(Shape annotation entries)
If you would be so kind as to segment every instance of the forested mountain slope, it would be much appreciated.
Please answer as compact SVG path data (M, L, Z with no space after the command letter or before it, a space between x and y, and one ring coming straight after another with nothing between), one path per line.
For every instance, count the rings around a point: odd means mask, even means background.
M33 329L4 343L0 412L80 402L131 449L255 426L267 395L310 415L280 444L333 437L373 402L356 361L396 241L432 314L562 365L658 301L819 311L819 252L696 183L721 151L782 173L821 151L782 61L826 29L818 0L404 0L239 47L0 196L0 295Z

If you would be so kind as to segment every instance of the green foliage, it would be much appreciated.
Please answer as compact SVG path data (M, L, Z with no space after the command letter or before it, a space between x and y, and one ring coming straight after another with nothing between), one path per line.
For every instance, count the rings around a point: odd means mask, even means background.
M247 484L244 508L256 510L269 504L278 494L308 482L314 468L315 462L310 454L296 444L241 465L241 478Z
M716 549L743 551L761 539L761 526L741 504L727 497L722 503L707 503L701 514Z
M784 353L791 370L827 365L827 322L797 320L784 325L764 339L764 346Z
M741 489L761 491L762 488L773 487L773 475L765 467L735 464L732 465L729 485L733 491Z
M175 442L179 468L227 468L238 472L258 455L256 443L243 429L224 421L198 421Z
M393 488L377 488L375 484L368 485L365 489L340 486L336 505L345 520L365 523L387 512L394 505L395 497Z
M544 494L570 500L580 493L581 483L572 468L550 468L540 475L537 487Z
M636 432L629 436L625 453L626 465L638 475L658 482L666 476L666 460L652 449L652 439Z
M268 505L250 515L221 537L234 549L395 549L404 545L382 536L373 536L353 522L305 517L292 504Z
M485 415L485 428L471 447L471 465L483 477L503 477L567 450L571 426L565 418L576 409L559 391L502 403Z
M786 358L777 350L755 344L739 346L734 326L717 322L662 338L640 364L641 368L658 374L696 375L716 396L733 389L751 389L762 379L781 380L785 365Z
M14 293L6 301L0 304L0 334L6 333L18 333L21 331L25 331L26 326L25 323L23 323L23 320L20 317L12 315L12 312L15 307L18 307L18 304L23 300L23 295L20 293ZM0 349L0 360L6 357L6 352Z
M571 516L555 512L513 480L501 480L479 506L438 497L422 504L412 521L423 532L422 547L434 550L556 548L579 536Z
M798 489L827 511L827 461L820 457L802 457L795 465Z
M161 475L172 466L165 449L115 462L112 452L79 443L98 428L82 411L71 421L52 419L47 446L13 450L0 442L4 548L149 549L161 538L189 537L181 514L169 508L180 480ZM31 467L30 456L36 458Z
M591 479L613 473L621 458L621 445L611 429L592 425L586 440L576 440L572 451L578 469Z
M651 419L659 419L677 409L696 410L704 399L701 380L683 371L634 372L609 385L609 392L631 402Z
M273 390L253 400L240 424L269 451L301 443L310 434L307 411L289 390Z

**Instructions for the task:** Reproduce every record above verbatim, character for character.

**Finished answer:**
If you would be so kind as to segment every instance of the forested mountain slope, it would be much appreciated.
Please answer as compact SVG path data (M, L, Z with no space after the command letter or before it, a space between x and y, and one ring coming straight after another with nothing between), one path per line.
For every instance, count the rings around a point: odd means mask, even means background.
M33 329L4 343L0 412L80 402L131 449L255 426L267 395L310 415L280 444L333 437L373 402L356 361L396 241L432 314L562 365L658 301L819 311L819 252L696 183L721 151L782 173L821 151L782 61L826 29L818 0L404 0L239 47L0 196L0 295Z

If you would be so kind as to segment every instance of the green foliage, it would be much appreciated.
Please answer as compact SVG path data (M, L, Z with no space after the command letter or before it, a space between x and y, and one ring coming straight after another with nothing between), one path per line.
For every instance, count the rings around a point: odd means mask, even means background.
M247 484L244 508L256 510L269 504L278 494L308 482L314 468L315 462L310 454L296 444L241 465L241 478Z
M716 549L743 551L761 539L761 526L741 504L727 497L722 503L707 503L701 514Z
M784 353L791 370L827 365L827 322L797 320L784 325L764 339L764 346Z
M741 489L761 491L762 488L773 487L773 475L765 467L735 464L732 465L729 485L733 491Z
M175 442L179 468L227 468L238 472L258 455L256 443L243 429L224 421L198 421Z
M393 488L377 488L375 484L368 485L365 489L340 486L336 505L345 520L365 523L387 512L394 505L395 497Z
M544 494L570 500L580 493L581 483L572 468L550 468L540 475L537 487Z
M636 432L629 436L625 453L626 465L638 475L658 482L666 476L666 460L652 449L652 439Z
M268 505L250 515L221 537L234 549L395 549L404 545L382 536L373 536L353 522L305 517L292 504Z
M485 415L485 428L471 447L471 465L483 477L503 477L567 450L571 426L565 418L576 409L559 391L502 403Z
M786 358L777 350L755 344L739 346L734 326L717 322L662 338L640 364L641 368L658 374L696 375L716 396L733 389L751 389L762 379L781 380L785 365Z
M14 293L6 301L0 304L0 334L6 333L18 333L21 331L25 331L26 326L25 323L23 323L23 320L20 317L12 315L12 312L15 307L18 307L18 304L23 300L23 295L20 293ZM0 349L0 360L6 357L6 352Z
M571 516L555 512L513 480L501 480L479 506L438 497L422 504L412 521L423 532L422 547L434 550L556 548L579 536Z
M798 489L827 511L827 461L820 457L802 457L795 465Z
M161 475L172 466L165 449L115 462L112 452L79 443L98 428L82 411L71 421L52 419L47 446L13 450L0 442L4 548L149 549L161 538L189 537L181 514L169 508L180 480ZM31 467L30 456L36 458Z
M591 479L613 473L621 458L621 445L611 429L592 425L586 440L576 440L572 451L578 469Z
M651 419L659 419L677 409L696 410L704 399L701 380L683 371L634 372L609 385L609 392L631 402Z
M273 390L253 400L240 424L269 451L301 443L310 434L307 411L289 390Z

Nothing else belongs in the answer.